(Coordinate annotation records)

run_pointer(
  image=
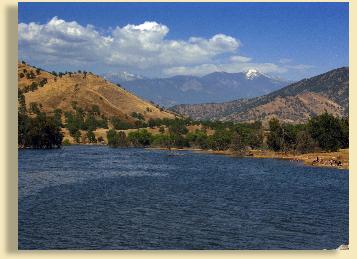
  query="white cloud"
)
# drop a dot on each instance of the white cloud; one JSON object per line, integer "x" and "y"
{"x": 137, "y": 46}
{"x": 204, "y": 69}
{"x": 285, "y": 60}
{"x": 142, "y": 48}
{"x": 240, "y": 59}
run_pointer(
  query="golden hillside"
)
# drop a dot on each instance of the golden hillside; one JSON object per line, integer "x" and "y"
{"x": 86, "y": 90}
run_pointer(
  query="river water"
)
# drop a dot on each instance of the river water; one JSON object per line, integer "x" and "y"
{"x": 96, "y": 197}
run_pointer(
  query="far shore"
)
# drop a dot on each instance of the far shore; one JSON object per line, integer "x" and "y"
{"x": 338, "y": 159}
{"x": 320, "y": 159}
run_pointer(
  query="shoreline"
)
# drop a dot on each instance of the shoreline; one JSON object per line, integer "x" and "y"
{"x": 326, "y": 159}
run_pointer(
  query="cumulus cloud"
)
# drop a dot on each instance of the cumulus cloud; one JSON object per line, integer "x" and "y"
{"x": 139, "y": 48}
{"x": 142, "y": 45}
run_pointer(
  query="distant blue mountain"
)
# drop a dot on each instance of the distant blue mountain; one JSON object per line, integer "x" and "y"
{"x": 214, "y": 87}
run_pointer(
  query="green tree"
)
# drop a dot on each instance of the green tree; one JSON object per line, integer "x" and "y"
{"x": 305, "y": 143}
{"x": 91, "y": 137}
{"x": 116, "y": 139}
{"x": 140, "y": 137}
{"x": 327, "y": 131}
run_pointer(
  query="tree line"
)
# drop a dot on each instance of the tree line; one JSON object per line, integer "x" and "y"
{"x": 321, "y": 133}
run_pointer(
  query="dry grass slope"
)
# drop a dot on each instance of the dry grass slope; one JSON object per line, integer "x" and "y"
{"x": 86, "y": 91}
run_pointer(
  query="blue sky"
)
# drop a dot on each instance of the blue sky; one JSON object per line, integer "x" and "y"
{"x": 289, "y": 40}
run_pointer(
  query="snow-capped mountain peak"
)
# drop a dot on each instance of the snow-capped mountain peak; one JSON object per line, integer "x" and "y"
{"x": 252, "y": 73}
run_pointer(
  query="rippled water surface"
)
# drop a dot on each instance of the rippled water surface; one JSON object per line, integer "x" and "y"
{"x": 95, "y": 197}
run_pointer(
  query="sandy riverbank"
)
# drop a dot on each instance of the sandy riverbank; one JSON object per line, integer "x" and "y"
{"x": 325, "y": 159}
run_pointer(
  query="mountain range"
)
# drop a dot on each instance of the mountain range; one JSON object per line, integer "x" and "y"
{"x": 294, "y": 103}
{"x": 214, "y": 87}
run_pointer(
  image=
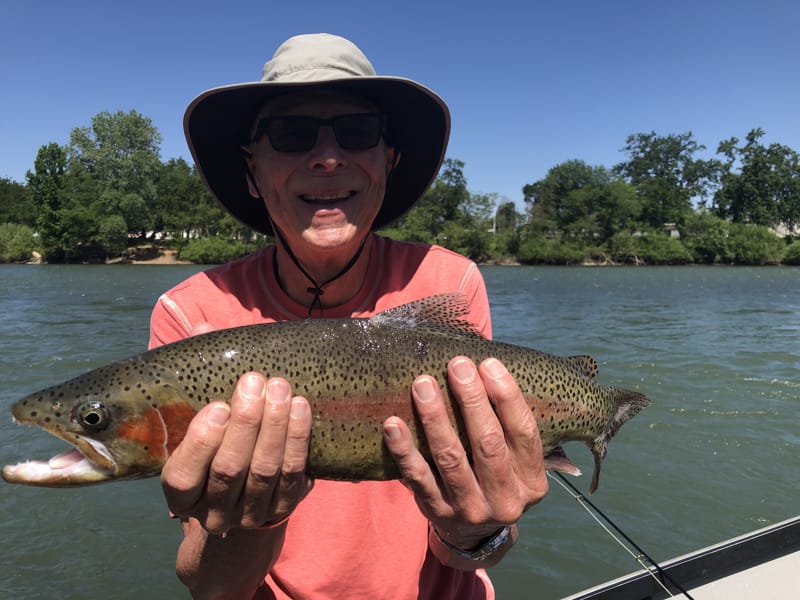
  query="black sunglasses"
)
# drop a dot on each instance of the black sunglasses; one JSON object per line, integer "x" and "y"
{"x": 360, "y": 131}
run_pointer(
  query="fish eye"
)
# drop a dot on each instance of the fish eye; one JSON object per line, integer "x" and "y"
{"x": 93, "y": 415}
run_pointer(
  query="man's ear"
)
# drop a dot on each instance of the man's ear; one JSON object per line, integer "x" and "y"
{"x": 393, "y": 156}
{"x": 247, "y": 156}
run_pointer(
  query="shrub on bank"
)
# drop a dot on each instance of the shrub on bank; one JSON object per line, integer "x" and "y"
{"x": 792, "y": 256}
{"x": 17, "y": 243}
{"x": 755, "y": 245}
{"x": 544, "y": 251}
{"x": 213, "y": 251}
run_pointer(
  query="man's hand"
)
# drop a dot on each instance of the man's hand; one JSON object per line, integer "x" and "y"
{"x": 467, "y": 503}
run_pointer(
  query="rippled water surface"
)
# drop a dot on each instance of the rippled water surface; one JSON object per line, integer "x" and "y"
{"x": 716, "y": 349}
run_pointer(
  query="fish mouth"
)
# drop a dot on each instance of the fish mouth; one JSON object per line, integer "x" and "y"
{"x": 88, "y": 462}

What you have to do: Repeat the records above exactly, leaving out any pictures they contain.

Solution to this exercise:
run_pointer(
  image=
  query="white cloud"
)
# drop a dot on each instance of the white cloud; one JSON object per line, integer "x" and "y"
{"x": 137, "y": 46}
{"x": 204, "y": 69}
{"x": 285, "y": 60}
{"x": 142, "y": 48}
{"x": 240, "y": 59}
run_pointer(
  query="golden hillside"
)
# drop a dot on each instance of the golden hillside; one JSON object per line, integer "x" and "y"
{"x": 86, "y": 90}
run_pointer(
  query="river water"
)
# drop a dot on each instance of the river water; one JSON object per line, integer "x" and "y"
{"x": 96, "y": 197}
run_pointer(
  query="far shore"
)
# drop a dot on each instance of the far shore; one JSON object per line, integer "x" and "y"
{"x": 338, "y": 159}
{"x": 320, "y": 159}
run_pointer(
  query="shoreline"
)
# drop a dot on each instance of the shoreline; one JSON object per line, integer "x" and "y"
{"x": 326, "y": 159}
run_pointer(
  query="cumulus cloud"
)
# drop a dot on each instance of the cumulus cloud; one JSON object per line, integer "x" and "y"
{"x": 139, "y": 48}
{"x": 142, "y": 45}
run_pointer(
  query="distant blue mountain"
)
# drop a dot on each instance of the distant blue mountain; one JSON object per line, integer "x" and "y"
{"x": 214, "y": 87}
run_pointer(
  query="green tree"
)
# drop a dot on each instance of the green tree; one JSON object per line, integer "x" and "y"
{"x": 305, "y": 143}
{"x": 91, "y": 137}
{"x": 116, "y": 139}
{"x": 140, "y": 137}
{"x": 327, "y": 131}
run_pointer(
  query="tree line"
)
# drop a dot on each instance of the tree line; one JSON object per line, integer "x" and "y"
{"x": 321, "y": 133}
run_pointer(
  query="dry grass slope"
)
# drop a dot on each instance of the dry grass slope; one JSON object per line, integer "x" and "y"
{"x": 86, "y": 91}
run_pointer(
  query="blue sky"
)
# drop a dot on each instance of the blue sky; one JSON object per line, integer "x" and "y"
{"x": 289, "y": 40}
run_pointer(
  query="snow-capped mountain peak"
)
# drop a dot on each instance of the snow-capped mountain peak; one JSON object per line, integer "x" and "y"
{"x": 252, "y": 73}
run_pointer(
  query="rippled water surface"
)
# drop a dot on each instance of the rippled water surface; one JSON object per line, integer "x" and "y"
{"x": 95, "y": 197}
run_pointer(
  query="sandy riverbank"
)
# drop a dot on each instance of the sandy riverbank; one JSON object per line, integer "x" and "y"
{"x": 325, "y": 159}
run_pointer(
  query="mountain range"
)
# drop a dot on each instance of the mountain range; one JSON object per line, integer "x" and "y"
{"x": 294, "y": 103}
{"x": 214, "y": 87}
run_pointer(
  image=
  query="black sunglasses"
)
# drop a dot on each instance of the black sunglasses; one JSON object per line, integer "x" and "y"
{"x": 360, "y": 131}
run_pointer(
  query="fish eye"
)
# drop a dot on each instance of the fish eye; one JSON object per line, integer "x" and "y"
{"x": 93, "y": 415}
run_pointer(
  query="man's ear"
)
# drop a dot on each instance of the man's ear; one JSON object per line, integer "x" and "y"
{"x": 393, "y": 156}
{"x": 247, "y": 156}
run_pointer(
  query="shrub on bank"
)
# drop a dot on each instance of the shrub on bank; one JSON object per line, integer "x" and "y"
{"x": 792, "y": 256}
{"x": 17, "y": 243}
{"x": 755, "y": 245}
{"x": 544, "y": 251}
{"x": 213, "y": 251}
run_pointer(
  query="man's hand"
)
# drop a dot on each instance of the man's hand; one JSON object per line, integer "x" and "y"
{"x": 467, "y": 503}
run_pointer(
  query="rippled water surface"
)
# drop a dot on each instance of the rippled water surface; one JSON object per line, integer "x" and "y"
{"x": 716, "y": 349}
run_pointer(
  query="fish mouth"
)
# drop a dot on each instance of the fish mouth; one JSON object per line, integer "x" and "y"
{"x": 88, "y": 462}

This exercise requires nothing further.